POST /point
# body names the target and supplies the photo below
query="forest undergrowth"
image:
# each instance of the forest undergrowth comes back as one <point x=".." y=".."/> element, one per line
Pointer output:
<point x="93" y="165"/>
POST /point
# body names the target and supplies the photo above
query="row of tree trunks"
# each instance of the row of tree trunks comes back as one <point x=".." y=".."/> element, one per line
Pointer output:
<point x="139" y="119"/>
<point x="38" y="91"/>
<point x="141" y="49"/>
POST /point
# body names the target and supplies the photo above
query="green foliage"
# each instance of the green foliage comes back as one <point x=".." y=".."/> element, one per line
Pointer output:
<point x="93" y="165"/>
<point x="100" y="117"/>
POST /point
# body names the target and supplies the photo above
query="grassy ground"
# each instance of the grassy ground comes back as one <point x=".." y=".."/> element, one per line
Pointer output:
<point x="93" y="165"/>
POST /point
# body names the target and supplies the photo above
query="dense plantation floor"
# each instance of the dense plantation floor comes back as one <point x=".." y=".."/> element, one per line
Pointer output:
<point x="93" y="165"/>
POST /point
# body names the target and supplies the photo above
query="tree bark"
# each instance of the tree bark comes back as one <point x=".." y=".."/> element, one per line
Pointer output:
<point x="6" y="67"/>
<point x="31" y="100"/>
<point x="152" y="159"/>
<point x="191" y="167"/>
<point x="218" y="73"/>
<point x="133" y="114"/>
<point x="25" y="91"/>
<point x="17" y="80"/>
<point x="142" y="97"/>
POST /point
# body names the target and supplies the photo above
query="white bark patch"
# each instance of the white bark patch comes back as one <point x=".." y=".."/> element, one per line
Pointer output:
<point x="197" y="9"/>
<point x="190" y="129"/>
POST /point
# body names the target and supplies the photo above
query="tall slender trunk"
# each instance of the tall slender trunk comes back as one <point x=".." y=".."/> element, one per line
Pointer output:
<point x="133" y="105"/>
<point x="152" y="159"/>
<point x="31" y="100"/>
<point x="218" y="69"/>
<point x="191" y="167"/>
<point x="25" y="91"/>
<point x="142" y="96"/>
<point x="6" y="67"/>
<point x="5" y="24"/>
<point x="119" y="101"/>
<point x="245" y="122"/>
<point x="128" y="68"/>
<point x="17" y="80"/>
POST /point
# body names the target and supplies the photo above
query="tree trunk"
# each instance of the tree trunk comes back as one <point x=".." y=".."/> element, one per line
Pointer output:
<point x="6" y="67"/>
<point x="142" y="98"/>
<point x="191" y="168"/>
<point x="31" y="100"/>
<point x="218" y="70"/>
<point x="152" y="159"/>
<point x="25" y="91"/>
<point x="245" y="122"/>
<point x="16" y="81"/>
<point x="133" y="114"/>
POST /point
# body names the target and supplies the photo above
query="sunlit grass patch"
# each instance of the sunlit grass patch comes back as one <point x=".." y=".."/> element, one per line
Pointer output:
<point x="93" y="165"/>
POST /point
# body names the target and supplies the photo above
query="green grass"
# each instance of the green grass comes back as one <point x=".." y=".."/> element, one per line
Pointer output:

### Exercise directions
Copy out the material above in its entirety. Every detail must match.

### Result of this exercise
POST /point
# body names the target and supplies the photo below
query="forest undergrowth"
image:
# each instance of the forest undergrowth comes back as one <point x=".." y=".."/> element, one per line
Pointer output:
<point x="93" y="165"/>
POST /point
# body names the target and supplies the photo above
query="row of tree trunks"
# each instance of the row of tree trunks comes back as one <point x=".." y=".."/> element, one per line
Pointer output:
<point x="139" y="119"/>
<point x="38" y="91"/>
<point x="141" y="49"/>
POST /point
# body names the target and supplies the photo above
query="green foliage"
# each instance of the green foliage comes back as one <point x=".." y=".."/> element, one per line
Pointer output:
<point x="93" y="165"/>
<point x="100" y="117"/>
POST /point
# body names the target and supplies the photo above
query="grassy ground"
# each instance of the grassy ground comes back as one <point x=".." y=".."/> element, one per line
Pointer output:
<point x="93" y="165"/>
POST /point
# body names the target and supplies the photo above
query="dense plantation floor"
# each instance of the dense plantation floor comes back as one <point x=".." y=".."/> element, one per line
Pointer output:
<point x="93" y="165"/>
POST /point
# body names the target and supplies the photo above
query="tree bark"
# each instance of the tree bark comes back as one <point x=".." y=".."/> element, one per line
Pointer output:
<point x="6" y="67"/>
<point x="31" y="100"/>
<point x="152" y="159"/>
<point x="191" y="167"/>
<point x="218" y="73"/>
<point x="133" y="114"/>
<point x="25" y="91"/>
<point x="17" y="80"/>
<point x="142" y="97"/>
POST /point
# body names the target and supplies the photo above
query="white bark patch"
# each instance of the white bark patch comes back as one <point x=".." y=".."/> element, one per line
Pointer output:
<point x="197" y="9"/>
<point x="190" y="129"/>
POST /point
# body names the target and supplies the photo above
query="tall slender trunk"
# each instance of the tall slender trunk comes back as one <point x=".." y=".."/> element, one per line
Pointer output:
<point x="133" y="105"/>
<point x="152" y="159"/>
<point x="31" y="100"/>
<point x="218" y="69"/>
<point x="191" y="167"/>
<point x="25" y="91"/>
<point x="142" y="96"/>
<point x="6" y="67"/>
<point x="5" y="24"/>
<point x="119" y="101"/>
<point x="245" y="122"/>
<point x="128" y="68"/>
<point x="17" y="80"/>
POST /point
# body names the target and supplies the photo above
query="tree trunk"
# each instance of the tree trunk comes back as one <point x=".." y=".."/> element, one per line
Pointer output:
<point x="6" y="67"/>
<point x="142" y="98"/>
<point x="191" y="168"/>
<point x="31" y="100"/>
<point x="218" y="70"/>
<point x="152" y="159"/>
<point x="25" y="91"/>
<point x="245" y="122"/>
<point x="16" y="81"/>
<point x="133" y="114"/>
POST /point
# body names the target and supplies the photo above
query="sunlit grass patch"
# each instance of the sunlit grass patch comes back as one <point x=".." y=".."/> element, one per line
Pointer output:
<point x="93" y="165"/>
POST /point
# body names the target and supplies the photo above
query="green grass"
# each instance of the green grass comes back as one <point x=".." y=".."/> element, one per line
Pointer output:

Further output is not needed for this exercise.